BEGIN Entries supplied
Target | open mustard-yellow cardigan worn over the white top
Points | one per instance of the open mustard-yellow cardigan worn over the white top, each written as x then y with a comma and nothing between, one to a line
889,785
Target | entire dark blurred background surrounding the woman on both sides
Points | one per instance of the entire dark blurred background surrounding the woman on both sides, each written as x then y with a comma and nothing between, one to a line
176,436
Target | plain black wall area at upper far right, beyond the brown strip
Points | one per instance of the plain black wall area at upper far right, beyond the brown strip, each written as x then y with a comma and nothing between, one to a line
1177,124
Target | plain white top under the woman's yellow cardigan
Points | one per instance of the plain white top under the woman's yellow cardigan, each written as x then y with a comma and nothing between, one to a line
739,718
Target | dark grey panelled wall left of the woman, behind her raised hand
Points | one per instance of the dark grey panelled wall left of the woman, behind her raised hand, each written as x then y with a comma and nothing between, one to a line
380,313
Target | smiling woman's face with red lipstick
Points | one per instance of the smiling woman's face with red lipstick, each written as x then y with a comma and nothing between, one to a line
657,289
END Entries supplied
» **What the task asks**: No line before the one containing "Target | smiling" belongs in the answer; give again exactly that line and all lines after it through the end of the data.

» **Response to this task**:
Target | smiling woman's face with red lipstick
Points | one per instance of the smiling woman's face with red lipstick, each written as x then y with a comma and nothing between, one to a line
657,289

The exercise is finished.